### SUPPLIED RECORDS ###
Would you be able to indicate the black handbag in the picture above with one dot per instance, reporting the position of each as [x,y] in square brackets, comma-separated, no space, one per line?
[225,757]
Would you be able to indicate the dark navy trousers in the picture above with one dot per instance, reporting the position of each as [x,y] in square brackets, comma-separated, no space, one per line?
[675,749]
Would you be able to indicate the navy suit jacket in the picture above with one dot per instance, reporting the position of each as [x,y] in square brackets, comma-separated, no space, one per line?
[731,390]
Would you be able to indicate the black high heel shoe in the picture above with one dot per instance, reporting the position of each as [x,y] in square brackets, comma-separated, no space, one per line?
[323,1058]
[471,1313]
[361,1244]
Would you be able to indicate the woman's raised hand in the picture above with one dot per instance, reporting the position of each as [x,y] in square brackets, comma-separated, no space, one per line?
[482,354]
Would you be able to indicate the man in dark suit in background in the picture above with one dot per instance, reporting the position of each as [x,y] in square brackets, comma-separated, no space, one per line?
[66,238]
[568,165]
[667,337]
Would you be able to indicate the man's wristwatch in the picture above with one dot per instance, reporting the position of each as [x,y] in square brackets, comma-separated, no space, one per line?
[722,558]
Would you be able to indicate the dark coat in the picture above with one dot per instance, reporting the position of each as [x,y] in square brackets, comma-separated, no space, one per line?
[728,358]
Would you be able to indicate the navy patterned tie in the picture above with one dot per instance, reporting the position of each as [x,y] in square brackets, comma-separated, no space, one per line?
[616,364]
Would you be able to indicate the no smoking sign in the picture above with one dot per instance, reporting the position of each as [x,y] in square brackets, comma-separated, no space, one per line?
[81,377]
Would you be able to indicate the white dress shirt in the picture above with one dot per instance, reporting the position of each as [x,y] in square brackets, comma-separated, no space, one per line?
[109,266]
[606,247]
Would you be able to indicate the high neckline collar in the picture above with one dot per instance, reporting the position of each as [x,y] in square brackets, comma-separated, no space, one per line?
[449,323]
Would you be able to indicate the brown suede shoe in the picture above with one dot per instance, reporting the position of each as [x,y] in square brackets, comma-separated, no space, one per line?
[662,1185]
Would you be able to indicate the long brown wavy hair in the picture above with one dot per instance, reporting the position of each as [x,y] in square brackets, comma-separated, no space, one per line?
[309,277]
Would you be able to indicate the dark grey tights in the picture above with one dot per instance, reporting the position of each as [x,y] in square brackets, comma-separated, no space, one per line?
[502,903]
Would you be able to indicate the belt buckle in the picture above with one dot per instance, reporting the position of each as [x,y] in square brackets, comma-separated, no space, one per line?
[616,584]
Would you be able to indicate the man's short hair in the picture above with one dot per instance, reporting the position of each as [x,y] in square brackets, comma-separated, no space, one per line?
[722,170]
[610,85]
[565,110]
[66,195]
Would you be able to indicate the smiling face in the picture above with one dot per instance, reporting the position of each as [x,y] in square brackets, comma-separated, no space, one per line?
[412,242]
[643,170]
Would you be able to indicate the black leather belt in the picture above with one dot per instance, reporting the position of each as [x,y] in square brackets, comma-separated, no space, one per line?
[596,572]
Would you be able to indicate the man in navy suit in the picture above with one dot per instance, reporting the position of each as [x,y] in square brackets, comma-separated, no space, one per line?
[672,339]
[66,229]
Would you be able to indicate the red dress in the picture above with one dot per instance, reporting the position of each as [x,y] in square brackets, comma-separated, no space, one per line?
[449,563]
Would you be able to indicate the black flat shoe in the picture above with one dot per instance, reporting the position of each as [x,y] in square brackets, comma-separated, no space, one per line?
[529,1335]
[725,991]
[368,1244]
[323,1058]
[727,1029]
###
Copy every line of the records above verbatim.

EXERCISE RESULT →
Would you be able to indicate the black handbag in the picture above with one dot per instance, reporting the position of each as [x,y] in square brackets, comma-separated, no space, one per line?
[225,757]
Would you be able to indicate the dark navy trousers in the picture above with one dot per instance, reporting the position of each as [x,y] in square brackets, comma-separated, no space, one per line?
[675,749]
Would you be able to indicate the navy suit jacket in the picture above with one dot per instance, reporting the position of each as [x,y] in square brackets, comma-separated, no space, one per line?
[731,390]
Would you be able to indicate the black high heel shoe in the picture above with one dot per instance, reporting the position of each as [x,y] in square brackets, comma-separated, no space, one per line?
[323,1058]
[471,1313]
[361,1244]
Would you be able to indicate the woman's raised hand in the picture above with one dot per instance, reporting the position of each as [x,y] in square brackets, comma-separated, no space, one per line?
[482,354]
Would you be able to indicate the man in dark suit in background in the picture above with one dot per instance, reporting the position of each as [x,y] in square brackets, comma-separated, no space, one per line?
[66,238]
[568,165]
[667,337]
Would you be able to indicate the man's wristwatch in the picture above with one dot per instance, reporting the position of each as [x,y] in square brackets, comma-separated, no space, one per line?
[722,558]
Would you be able to indicate the dark coat in the picture above with one dot per instance, reporting the position of each as [x,y] in square brackets, comma-separated, no space, one per line?
[728,358]
Would you be able to indicate the navy patterned tie in the picture above with one dot per instance, reporting the position of each as [x,y] in square brackets, comma-separated, no space, one per line?
[616,364]
Would you be able to indicate the no smoking sign in the picture above with one dot per instance, reporting the position of each as [x,y] in square brackets, comma-separated, no space, one per line?
[81,377]
Would you be able to indicate the white dress shirt in the picture above with one dot per instance, reporting the position of each as [x,y] in square brackets, comma-separated, no space, one per line?
[109,266]
[606,247]
Would you be able to indicate the high neckline collar in the picture above with one dot per instance, reporting the position of each as [x,y] in square brackets, comma-separated, no space, one per line?
[449,323]
Would you be able to indicate the brown suede shoe in the picture above with one dot per instance, reporting the position of each as [x,y] in square brackets, comma-separated, no space, one per line?
[662,1185]
Would you be able to indicate the long brown wavy hair in the picture above with one dot per instance, reporting the position of each as [x,y] in square brackets, comma-separated, no space, one per line?
[309,277]
Would you be able to indicate the dark grey tights in the picture above with one dot per instance, reporting the position of each as [x,y] in square brackets, comma-separated, no space, one per line?
[502,903]
Would you be able to indicate the belt buckle in the picture above with one dot per instance, reporting the position of each as [x,y] in square brackets, comma-separated, no space, one per line?
[616,584]
Would you be able to indicate the man's short hair in the picture above with one dot per instance, reporting the position of each as [x,y] in square brackets, comma-separated, no space, one per line?
[722,170]
[610,85]
[565,110]
[66,195]
Would you be able to indicate the smiling face in the picture above with one dot per instance, reporting the position of each as [x,y] in square brackets, comma-separated, no space, one per line?
[412,242]
[643,170]
Would you be able to indicate the black leather belt in the picture above with one dot per instance, reporting the position of each as [x,y] in square brackets, comma-separated, no space, one per line?
[596,572]
Would you be able to indicate the man in navy suit in the picture above with one dot per instance, reporting the position of each as [x,y] in square brackets, comma-separated, no space, one per line?
[672,339]
[66,229]
Would you be able to indicate the red dress in the picture above with one dot per instance, reporting the position of each as [x,y] in square brackets, comma-separated, no space, one per line?
[449,563]
Would you be able to indicate the black flat shoe in the picture above with one dot per instance, reporting the position of each as [x,y] in square brackets, comma-separated, no space, one per line?
[529,1335]
[725,991]
[368,1244]
[323,1058]
[727,1029]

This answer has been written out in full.